Do this » Update the lines below by changing every "Target" to "Label" and leaving everything else the same.

Task data »
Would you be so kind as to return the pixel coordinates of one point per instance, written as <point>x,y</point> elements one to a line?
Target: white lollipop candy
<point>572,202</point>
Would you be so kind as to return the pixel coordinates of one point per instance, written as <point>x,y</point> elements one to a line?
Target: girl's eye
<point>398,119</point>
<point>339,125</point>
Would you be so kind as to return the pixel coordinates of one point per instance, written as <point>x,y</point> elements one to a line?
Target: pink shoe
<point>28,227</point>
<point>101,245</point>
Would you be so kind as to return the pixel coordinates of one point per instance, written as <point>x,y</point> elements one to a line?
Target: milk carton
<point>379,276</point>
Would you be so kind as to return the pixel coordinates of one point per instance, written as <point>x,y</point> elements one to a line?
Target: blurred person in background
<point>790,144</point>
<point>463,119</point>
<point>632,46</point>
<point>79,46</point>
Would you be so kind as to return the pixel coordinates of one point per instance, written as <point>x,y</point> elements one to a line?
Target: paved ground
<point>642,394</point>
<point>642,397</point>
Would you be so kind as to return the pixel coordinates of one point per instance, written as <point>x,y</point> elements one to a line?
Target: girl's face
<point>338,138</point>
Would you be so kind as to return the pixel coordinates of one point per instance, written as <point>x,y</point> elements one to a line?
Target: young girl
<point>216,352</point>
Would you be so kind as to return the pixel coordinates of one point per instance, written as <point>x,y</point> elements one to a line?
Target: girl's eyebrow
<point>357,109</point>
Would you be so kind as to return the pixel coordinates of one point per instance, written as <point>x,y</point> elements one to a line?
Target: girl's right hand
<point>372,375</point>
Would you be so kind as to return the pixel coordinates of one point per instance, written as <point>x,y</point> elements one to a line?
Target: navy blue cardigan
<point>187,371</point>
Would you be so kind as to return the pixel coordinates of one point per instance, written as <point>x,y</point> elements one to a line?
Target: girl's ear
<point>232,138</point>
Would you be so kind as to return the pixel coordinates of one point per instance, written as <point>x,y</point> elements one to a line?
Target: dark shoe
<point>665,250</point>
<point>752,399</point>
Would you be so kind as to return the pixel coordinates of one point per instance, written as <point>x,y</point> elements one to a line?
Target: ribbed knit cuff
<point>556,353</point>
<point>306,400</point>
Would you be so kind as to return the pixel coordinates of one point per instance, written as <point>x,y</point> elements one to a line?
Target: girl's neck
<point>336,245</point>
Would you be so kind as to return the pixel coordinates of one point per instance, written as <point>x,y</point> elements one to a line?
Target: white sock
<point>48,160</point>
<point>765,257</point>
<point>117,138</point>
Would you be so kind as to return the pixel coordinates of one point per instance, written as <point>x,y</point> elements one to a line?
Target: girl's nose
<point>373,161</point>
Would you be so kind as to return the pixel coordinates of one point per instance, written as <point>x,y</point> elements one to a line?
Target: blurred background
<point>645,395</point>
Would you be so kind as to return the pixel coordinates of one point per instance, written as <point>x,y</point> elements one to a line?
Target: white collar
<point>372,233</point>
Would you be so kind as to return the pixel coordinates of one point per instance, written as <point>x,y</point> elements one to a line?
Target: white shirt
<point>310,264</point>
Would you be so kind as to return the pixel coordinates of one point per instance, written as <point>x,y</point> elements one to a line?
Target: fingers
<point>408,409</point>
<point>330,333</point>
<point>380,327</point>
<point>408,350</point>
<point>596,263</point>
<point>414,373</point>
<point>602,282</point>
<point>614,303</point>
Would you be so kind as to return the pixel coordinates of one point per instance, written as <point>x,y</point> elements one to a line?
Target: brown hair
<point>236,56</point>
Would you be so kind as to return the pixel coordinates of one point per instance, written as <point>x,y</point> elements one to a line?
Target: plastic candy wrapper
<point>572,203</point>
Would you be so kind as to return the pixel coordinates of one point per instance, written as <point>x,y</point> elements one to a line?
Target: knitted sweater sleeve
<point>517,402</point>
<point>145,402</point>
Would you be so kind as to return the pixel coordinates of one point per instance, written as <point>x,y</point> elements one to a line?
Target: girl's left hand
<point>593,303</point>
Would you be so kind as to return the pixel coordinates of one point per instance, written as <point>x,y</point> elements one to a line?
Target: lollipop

Reply »
Would you be so kind as to return the pixel coordinates of one point per instance, written as <point>x,y</point> elements one to a line?
Label: white lollipop candy
<point>572,202</point>
Would you be so kind as to return the pixel coordinates of one point per instance, written as <point>x,y</point> elements one to a line?
Label: girl's eye
<point>398,119</point>
<point>339,125</point>
Would you be so kind as to return the pixel coordinates of one point per instance, written as <point>x,y</point> elements one to a line?
Label: pink shoe
<point>28,227</point>
<point>101,245</point>
Would you be so kind as to return the pixel coordinates of one point per instance, written as <point>x,y</point> elements one to a line?
Label: milk carton
<point>379,276</point>
Would you be so kind as to return the pixel coordinates of one point per instance, written as <point>x,y</point> elements one to a line?
Label: blurred person in background
<point>790,144</point>
<point>463,119</point>
<point>632,46</point>
<point>79,46</point>
Would you be so kind as to return the pixel coordinates of one point per instance, written as <point>x,y</point> elements one to a line?
Label: paved ground
<point>642,394</point>
<point>642,397</point>
Would you be so kind as to return the pixel coordinates of one point per instance, written as <point>x,y</point> elements one to a line?
Label: girl's face
<point>338,138</point>
Would you be so kind as to return the pixel coordinates of one point per instance, written as <point>x,y</point> elements one to a line?
Label: young girl
<point>216,352</point>
Would you be so kind as to return the pixel coordinates of one point per instance, written as <point>x,y</point> elements one to a line?
Label: girl's eyebrow
<point>357,109</point>
Would you be so kind as to return the pixel coordinates of one point per instance, written as <point>x,y</point> elements one to a line?
Label: girl's right hand
<point>372,375</point>
Would you be so kind as to return the pixel coordinates of one point per instance, written as <point>x,y</point> elements one to a line?
Label: navy blue cardigan
<point>187,371</point>
Would you be so kind as to return the pixel coordinates of one point per instance, written as <point>x,y</point> elements one to a line?
Label: girl's ear
<point>232,138</point>
Would you be so kind as to return the pixel coordinates of one point per instance, written as <point>x,y</point> elements one to a line?
Label: dark shoe
<point>665,250</point>
<point>752,399</point>
Would you be so kind as to return the pixel coordinates of one point per instance, written as <point>x,y</point> elements one to a line?
Label: ribbed knit cuff
<point>556,353</point>
<point>306,400</point>
Would you be so kind as to return the pixel coordinates of one point per instance, written as <point>x,y</point> elements one to a line?
Label: girl's neck
<point>336,245</point>
Would you be so kind as to return the pixel coordinates of one point per instance, written as <point>x,y</point> elements one to a line?
Label: white sock
<point>48,160</point>
<point>765,257</point>
<point>117,138</point>
Would you be so kind as to return the pixel coordinates of one point per instance, written as <point>x,y</point> elements one to a line?
Label: girl's nose
<point>373,161</point>
Would you be so kind as to return the pixel coordinates of one point per instance, written as <point>x,y</point> elements one to a line?
Label: blurred background
<point>645,395</point>
Would you be so kind as to return the pixel coordinates of one point per instance, written as <point>x,y</point> elements one to a line?
Label: white collar
<point>372,233</point>
Would you be so kind as to return the pixel coordinates of one point per instance, written as <point>x,y</point> elements one to a line?
Label: white shirt
<point>310,264</point>
Would you be so kind as to return the pixel coordinates of one point per instance, written as <point>x,y</point> elements one to a line?
Label: fingers
<point>408,409</point>
<point>330,333</point>
<point>380,327</point>
<point>408,350</point>
<point>596,263</point>
<point>414,373</point>
<point>602,282</point>
<point>614,303</point>
Would you be so kind as to return the pixel coordinates of one point per instance, written as <point>x,y</point> elements one to a line?
Label: brown hair
<point>236,56</point>
Would you be so kind as to return the pixel coordinates of one point per instance, written as <point>x,y</point> elements one to a line?
Label: plastic candy wrapper
<point>572,203</point>
Would you be so kind as to return the pixel coordinates of one point per instance, written as <point>x,y</point> elements one to a line?
Label: knitted sweater sleeve
<point>517,402</point>
<point>145,402</point>
Would you be so kind as to return the pixel coordinates of one point per instance, written as <point>x,y</point> elements one to a line?
Label: girl's left hand
<point>593,303</point>
Would you be so kind as to return the pixel coordinates of one point per instance, written as <point>x,y</point> elements one to a line?
Label: lollipop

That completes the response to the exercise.